Begin

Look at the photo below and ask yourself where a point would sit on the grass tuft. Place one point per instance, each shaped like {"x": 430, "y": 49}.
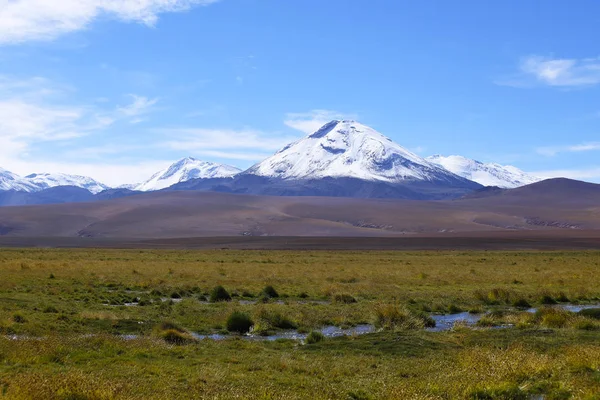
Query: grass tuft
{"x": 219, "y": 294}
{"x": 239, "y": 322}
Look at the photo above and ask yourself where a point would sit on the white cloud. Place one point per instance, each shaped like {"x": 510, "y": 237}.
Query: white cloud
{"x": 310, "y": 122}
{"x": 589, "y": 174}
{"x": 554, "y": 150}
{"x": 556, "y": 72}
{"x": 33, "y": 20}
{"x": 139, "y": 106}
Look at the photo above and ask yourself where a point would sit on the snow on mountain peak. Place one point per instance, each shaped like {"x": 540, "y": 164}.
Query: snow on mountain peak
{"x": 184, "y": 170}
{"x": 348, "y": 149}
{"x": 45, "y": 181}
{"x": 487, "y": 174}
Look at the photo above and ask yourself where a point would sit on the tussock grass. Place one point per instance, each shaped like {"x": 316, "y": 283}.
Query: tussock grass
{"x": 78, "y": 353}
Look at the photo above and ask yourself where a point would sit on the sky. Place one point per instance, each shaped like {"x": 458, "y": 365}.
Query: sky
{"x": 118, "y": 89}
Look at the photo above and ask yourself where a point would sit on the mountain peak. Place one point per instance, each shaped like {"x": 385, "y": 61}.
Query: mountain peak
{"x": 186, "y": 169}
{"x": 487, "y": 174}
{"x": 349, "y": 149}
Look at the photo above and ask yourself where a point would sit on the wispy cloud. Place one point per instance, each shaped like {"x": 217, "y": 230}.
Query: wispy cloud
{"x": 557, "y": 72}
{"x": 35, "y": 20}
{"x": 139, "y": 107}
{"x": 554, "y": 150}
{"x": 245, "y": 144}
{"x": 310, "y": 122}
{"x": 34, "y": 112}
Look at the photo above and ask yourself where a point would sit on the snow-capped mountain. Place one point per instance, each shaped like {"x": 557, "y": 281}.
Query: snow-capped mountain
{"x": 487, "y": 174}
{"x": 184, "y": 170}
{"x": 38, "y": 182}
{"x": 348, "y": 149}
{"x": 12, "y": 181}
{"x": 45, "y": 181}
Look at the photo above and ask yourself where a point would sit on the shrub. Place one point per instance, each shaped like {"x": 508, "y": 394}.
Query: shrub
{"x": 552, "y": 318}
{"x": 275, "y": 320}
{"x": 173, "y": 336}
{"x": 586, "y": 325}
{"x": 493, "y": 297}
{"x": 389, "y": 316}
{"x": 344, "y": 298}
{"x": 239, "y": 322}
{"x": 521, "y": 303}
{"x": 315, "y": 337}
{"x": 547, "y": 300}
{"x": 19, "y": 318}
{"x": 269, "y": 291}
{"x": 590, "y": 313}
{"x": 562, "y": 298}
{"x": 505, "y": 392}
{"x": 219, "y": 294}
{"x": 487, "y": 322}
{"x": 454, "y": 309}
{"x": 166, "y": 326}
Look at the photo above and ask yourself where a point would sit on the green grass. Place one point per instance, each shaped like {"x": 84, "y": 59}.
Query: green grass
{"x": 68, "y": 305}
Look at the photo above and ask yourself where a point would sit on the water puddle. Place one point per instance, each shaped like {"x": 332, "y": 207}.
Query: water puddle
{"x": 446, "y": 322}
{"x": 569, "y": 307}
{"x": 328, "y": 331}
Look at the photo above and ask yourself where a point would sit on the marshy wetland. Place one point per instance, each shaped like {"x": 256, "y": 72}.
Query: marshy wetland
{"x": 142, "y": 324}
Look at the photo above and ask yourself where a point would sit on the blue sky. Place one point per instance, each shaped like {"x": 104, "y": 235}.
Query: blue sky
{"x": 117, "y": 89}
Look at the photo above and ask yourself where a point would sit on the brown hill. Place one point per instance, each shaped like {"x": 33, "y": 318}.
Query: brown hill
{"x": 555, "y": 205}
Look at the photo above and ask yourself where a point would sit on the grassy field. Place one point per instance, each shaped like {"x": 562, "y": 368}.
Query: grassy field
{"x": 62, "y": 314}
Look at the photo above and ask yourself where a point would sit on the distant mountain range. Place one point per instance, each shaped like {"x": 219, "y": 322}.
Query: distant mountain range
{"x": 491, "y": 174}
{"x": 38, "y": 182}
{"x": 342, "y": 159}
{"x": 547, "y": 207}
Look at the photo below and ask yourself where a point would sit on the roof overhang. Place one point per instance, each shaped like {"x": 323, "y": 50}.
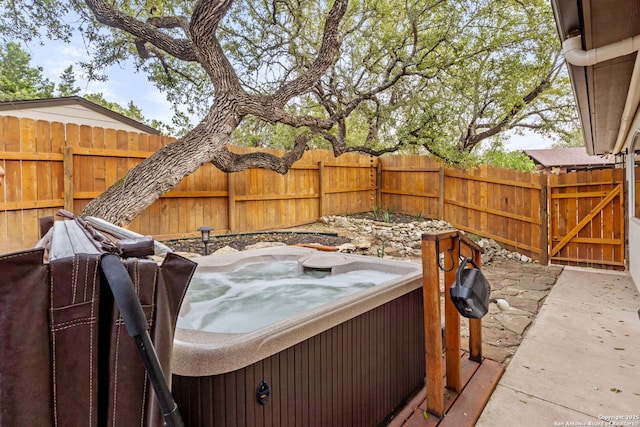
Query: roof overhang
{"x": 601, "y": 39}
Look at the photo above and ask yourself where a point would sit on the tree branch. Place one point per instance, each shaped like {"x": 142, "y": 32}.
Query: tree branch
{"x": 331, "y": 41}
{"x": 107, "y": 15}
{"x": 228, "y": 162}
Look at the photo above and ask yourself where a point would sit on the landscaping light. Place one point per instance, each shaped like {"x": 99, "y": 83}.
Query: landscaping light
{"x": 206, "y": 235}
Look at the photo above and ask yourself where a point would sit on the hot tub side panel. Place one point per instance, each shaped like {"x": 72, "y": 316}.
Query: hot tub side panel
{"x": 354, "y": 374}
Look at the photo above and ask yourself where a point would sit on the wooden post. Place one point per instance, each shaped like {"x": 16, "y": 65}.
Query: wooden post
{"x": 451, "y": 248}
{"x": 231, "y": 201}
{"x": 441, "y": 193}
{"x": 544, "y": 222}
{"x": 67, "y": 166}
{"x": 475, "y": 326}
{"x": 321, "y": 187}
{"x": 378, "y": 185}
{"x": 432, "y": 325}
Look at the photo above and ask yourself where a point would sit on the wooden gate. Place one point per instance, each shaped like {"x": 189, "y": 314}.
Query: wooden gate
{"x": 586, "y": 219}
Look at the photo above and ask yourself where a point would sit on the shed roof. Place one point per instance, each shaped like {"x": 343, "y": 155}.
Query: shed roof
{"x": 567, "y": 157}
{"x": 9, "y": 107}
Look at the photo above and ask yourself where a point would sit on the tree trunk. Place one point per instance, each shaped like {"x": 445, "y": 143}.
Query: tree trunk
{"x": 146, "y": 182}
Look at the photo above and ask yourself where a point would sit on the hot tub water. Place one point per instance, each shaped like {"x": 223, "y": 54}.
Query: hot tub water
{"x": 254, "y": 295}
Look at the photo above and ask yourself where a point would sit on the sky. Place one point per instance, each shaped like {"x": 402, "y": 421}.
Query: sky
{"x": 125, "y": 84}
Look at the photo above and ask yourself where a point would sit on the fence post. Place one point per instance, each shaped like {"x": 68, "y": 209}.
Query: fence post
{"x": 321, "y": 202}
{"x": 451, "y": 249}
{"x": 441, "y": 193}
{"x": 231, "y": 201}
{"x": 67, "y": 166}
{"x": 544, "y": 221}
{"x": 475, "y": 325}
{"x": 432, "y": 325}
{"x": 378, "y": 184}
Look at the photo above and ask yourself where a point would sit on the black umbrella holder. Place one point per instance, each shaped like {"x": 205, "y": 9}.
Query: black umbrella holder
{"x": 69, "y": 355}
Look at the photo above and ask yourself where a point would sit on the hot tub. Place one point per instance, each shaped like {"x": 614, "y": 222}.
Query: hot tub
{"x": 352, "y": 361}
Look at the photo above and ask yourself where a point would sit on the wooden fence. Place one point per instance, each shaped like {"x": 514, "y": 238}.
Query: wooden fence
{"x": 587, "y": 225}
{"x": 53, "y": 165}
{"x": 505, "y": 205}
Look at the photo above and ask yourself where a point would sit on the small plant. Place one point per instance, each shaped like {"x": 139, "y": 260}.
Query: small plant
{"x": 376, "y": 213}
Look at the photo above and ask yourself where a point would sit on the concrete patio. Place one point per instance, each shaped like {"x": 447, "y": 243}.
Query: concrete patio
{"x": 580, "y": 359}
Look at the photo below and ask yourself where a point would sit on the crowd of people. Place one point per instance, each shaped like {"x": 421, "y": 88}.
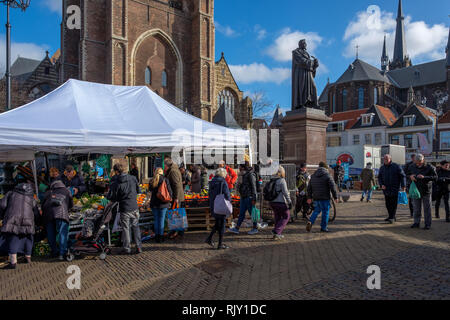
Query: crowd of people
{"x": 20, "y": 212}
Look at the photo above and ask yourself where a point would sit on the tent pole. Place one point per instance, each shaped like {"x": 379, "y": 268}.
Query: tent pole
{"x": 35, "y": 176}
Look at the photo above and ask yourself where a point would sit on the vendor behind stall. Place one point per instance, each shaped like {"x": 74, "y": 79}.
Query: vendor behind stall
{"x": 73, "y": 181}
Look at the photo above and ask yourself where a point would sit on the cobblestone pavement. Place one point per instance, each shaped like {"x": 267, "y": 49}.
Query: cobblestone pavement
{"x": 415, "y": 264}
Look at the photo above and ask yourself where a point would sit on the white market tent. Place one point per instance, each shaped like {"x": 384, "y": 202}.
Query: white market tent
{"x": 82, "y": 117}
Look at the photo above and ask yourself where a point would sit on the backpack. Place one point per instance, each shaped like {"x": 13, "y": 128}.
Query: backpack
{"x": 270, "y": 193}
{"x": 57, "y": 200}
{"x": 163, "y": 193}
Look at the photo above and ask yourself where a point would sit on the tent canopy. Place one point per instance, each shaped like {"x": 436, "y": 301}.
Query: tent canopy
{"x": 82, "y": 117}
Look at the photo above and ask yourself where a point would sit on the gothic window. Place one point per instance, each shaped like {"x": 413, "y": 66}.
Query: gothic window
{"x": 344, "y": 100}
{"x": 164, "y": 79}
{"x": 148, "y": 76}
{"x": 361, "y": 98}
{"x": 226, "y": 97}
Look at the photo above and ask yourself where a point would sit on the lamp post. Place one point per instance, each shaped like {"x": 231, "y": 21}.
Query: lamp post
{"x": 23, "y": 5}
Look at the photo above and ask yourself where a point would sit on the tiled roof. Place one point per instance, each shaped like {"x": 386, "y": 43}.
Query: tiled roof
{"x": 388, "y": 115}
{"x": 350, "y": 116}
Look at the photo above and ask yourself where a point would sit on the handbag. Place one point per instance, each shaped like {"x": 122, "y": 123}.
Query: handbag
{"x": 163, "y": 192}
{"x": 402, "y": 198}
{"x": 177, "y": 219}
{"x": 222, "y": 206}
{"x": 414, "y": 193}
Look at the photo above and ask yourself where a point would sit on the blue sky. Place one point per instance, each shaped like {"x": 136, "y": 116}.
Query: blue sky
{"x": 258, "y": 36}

End
Begin

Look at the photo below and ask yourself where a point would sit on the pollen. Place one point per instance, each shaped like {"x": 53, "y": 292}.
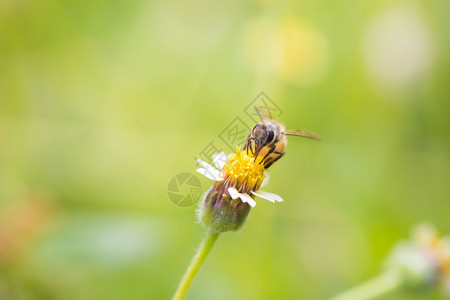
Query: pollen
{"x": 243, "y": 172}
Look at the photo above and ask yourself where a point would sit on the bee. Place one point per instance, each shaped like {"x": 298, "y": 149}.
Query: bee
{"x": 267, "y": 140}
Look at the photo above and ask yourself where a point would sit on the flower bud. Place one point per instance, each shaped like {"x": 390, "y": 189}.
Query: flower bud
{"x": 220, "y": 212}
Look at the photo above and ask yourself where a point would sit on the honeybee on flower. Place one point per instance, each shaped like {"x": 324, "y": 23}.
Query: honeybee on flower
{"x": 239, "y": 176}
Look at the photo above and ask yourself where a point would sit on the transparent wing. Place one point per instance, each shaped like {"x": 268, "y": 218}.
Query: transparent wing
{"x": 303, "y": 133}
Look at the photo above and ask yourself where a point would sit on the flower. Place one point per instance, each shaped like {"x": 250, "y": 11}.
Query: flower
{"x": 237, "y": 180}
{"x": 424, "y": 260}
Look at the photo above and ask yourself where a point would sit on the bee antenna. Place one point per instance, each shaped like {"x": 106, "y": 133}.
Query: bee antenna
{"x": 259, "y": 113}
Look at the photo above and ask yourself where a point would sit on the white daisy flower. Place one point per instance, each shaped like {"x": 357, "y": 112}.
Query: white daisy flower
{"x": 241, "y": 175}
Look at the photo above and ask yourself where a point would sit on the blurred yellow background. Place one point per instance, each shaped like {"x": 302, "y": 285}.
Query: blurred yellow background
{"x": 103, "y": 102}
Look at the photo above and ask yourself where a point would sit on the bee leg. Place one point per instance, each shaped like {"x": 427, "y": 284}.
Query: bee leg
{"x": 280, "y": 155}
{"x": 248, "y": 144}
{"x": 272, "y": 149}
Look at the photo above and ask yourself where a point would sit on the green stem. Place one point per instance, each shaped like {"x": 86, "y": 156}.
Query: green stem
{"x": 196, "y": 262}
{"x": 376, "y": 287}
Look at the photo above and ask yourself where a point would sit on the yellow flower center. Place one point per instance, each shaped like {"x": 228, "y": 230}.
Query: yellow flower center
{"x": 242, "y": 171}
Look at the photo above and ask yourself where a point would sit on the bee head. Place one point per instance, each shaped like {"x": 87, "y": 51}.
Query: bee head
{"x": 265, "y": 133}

End

Stated task -> Locate each line in the material above that contains the word "daisy", and copy those lines out in full.

Exercise result ->
Look at the photo above and ask yourself where a point would sit on the white daisy flower. Place one point per instance, each shaped like {"x": 357, "y": 112}.
Query: white daisy flower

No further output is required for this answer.